EXCERPTED PASSAGE:
>>>>>
ABC and ADC are two right triangles with common hypotenuse AC. Prove that ∠CAD = ∠CBD.

Δ ABC and Δ ADC are shown in the figure below:

From figure,

In ∆ ABC and ∆ ADC,

⇒ ∠B = 90° and ∠D = 90° [∵ ∆ ABC and ∆ ADC are right angled triangles]

We know that,

The sum of angles in a triangle is 180°.

If the sum of pair of opposite angles in a quadrilateral is 180°, then it is a cyclic quadrilateral.

In Δ ABC,

⇒ ∠ABC + ∠BCA + ∠CAB = 180° (Angle sum property of triangle)

⇒ 90° + ∠BCA + ∠CAB = 180°

⇒ ∠BCA + ∠CAB = 180° - 90°

⇒ ∠BCA + ∠CAB = 90° …..(1)

In Δ ADC,

⇒ ∠CDA + ∠ACD + ∠DAC = 180° (Angle sum property of triangle)

⇒ 90° + ∠ACD + ∠DAC = 180°

⇒ ∠ACD + ∠DAC = 180° - 90°

⇒ ∠ACD + ∠DAC = 90° …..(2)

Adding equation (1) and (2), we get :

⇒ ∠BCA + ∠CAB + ∠ACD + ∠DAC = 180°

⇒ (∠BCA + ∠ACD) + (∠CAB + ∠DAC) = 180°

⇒ ∠BCD + ∠DAB = 180° …..(3)

⇒ ∠B + ∠D = 90° + 90° = 180° …..(4)

Since, sum of opposite angles of quadrilateral ABCD is 180°. Therefore, it is a cyclic quadrilateral.

We know that,

Angles in the same segment are equal.

⇒ ∠CAD = ∠CBD.

Hence, proved that ∠CAD = ∠CBD.
<<<<<
STATED PROBLEM 1: In the geometry proof, what kind of quadrilateral is ABCD shown to be?

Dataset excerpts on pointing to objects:
>>>>>
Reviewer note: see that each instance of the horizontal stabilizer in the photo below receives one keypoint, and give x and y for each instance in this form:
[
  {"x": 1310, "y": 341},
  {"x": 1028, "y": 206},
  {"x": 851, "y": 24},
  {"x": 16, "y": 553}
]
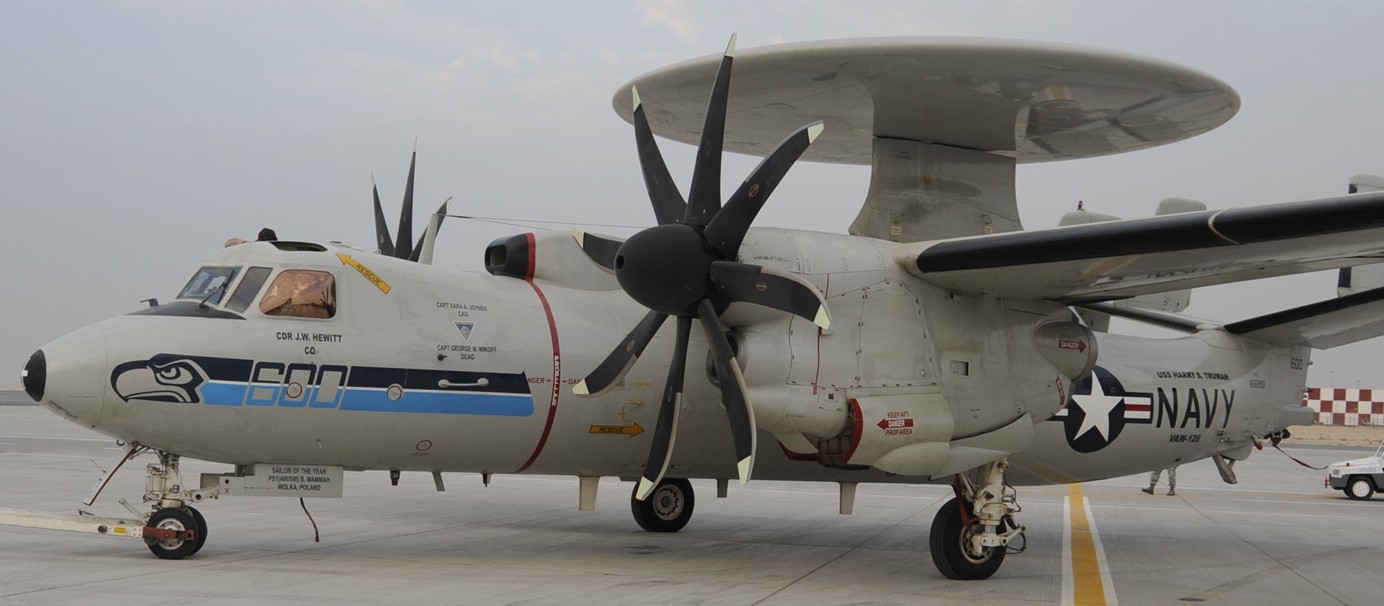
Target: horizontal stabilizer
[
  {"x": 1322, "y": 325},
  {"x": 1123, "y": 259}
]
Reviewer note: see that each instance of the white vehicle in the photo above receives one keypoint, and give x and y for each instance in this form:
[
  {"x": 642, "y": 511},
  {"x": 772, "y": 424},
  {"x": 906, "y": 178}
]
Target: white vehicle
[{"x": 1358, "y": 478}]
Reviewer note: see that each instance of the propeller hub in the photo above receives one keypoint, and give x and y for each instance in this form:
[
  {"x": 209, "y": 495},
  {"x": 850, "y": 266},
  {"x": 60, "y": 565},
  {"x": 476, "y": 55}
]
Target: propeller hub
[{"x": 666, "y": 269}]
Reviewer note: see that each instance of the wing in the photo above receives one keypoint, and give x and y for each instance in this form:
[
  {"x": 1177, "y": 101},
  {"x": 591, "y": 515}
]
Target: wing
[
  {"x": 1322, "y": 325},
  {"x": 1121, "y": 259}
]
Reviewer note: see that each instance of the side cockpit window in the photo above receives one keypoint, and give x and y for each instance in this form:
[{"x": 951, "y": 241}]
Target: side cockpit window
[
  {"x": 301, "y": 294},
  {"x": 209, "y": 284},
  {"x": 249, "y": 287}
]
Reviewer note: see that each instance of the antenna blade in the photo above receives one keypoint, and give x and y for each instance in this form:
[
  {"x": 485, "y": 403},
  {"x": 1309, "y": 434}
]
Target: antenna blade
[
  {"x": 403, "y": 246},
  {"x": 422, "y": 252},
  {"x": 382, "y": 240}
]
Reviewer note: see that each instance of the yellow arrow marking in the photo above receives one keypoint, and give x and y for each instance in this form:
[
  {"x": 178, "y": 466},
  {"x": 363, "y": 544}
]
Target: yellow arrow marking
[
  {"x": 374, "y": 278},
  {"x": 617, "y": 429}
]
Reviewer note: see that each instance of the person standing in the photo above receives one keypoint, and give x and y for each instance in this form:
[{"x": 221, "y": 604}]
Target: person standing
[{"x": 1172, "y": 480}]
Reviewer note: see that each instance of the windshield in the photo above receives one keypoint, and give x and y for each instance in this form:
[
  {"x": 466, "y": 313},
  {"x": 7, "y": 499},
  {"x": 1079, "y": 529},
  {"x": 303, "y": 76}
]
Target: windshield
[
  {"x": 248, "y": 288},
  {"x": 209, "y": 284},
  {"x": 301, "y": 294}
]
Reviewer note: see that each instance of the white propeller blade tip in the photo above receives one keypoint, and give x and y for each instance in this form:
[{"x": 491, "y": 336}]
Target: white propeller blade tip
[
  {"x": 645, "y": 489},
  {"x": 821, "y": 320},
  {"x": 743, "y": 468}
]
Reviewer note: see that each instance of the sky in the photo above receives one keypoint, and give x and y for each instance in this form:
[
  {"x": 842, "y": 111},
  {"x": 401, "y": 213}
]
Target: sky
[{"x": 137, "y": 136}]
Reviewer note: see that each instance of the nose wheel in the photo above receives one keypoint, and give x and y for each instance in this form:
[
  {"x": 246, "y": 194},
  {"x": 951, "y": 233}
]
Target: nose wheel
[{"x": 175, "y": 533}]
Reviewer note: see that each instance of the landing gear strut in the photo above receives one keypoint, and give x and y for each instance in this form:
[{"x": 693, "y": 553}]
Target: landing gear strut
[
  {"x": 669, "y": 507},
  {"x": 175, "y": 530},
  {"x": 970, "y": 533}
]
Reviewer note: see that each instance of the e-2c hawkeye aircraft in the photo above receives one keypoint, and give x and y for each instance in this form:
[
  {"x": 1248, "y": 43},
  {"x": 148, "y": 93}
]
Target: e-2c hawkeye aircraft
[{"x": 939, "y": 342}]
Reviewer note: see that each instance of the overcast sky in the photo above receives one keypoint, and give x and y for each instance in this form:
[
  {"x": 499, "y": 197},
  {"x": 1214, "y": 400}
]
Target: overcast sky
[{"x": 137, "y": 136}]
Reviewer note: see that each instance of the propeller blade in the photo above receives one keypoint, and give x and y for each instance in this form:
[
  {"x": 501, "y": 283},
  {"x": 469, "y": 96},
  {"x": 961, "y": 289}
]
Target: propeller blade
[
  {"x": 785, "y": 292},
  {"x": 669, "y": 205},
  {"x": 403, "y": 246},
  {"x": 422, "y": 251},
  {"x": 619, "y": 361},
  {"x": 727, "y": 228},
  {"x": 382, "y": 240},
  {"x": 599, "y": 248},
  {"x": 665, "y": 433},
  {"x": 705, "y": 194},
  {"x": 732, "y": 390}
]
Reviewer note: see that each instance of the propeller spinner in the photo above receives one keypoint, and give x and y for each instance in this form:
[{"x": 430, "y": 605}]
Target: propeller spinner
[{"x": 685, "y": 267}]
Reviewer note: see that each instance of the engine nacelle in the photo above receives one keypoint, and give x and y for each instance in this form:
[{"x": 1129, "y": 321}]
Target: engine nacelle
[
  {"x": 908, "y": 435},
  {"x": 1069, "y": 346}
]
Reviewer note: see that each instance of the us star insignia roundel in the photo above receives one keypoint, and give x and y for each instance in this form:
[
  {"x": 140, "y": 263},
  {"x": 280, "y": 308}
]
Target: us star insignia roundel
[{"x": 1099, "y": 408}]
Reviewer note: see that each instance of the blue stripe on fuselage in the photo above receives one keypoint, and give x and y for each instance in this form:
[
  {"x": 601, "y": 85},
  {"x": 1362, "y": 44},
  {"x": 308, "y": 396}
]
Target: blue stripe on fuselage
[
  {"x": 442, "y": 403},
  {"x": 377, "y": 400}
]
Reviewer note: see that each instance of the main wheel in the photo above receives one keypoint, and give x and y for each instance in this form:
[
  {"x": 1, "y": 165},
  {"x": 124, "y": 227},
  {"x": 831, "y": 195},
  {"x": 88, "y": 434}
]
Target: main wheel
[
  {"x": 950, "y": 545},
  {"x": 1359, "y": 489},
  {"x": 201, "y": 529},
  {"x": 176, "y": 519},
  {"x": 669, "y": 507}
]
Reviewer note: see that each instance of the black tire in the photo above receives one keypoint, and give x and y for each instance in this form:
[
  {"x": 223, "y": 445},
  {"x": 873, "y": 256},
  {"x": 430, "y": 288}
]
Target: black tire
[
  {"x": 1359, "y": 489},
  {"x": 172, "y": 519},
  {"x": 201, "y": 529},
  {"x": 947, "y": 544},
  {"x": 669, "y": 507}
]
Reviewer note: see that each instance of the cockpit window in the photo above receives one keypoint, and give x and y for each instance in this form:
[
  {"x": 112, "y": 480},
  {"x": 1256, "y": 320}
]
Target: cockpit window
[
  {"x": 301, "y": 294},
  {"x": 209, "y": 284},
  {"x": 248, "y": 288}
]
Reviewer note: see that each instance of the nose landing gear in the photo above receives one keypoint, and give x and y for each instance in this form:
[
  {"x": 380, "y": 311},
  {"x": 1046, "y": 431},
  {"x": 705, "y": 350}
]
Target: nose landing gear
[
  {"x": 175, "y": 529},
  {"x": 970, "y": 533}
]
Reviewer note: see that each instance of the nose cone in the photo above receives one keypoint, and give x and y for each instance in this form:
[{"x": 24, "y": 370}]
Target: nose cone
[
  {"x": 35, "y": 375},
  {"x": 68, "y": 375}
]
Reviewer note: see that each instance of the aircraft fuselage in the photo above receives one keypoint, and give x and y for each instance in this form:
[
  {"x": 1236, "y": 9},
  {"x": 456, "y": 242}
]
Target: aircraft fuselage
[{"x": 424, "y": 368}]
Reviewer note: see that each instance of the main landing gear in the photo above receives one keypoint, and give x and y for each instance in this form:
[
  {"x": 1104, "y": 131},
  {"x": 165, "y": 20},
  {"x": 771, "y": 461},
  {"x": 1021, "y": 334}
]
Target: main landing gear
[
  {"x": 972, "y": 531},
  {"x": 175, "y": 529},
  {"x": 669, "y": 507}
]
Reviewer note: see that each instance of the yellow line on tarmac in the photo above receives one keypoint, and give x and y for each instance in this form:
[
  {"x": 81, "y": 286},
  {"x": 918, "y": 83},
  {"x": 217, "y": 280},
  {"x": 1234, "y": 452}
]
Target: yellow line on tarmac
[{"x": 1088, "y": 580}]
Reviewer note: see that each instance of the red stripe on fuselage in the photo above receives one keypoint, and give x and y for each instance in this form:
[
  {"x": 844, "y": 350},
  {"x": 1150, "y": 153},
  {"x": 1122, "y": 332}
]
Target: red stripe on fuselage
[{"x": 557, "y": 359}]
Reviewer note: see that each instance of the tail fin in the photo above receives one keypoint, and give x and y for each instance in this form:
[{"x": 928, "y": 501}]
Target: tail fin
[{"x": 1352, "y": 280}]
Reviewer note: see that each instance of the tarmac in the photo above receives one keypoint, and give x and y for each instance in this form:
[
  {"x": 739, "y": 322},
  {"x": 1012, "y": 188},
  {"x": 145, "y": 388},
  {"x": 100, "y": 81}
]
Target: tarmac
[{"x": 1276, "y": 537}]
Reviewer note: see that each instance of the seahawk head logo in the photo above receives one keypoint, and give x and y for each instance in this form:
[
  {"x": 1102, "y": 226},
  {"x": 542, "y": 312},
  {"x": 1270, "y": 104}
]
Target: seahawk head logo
<<<<<
STATED PROBLEM 2: Find every line of the listing that contains the word "windshield", and copy each of those lines.

EXERCISE RESPONSE 1: A cyclic quadrilateral.

EXERCISE RESPONSE 2:
Reviewer note: see that each instance of the windshield in the photo above receives one keypoint, and give x and y for each instance in this form:
Target: windshield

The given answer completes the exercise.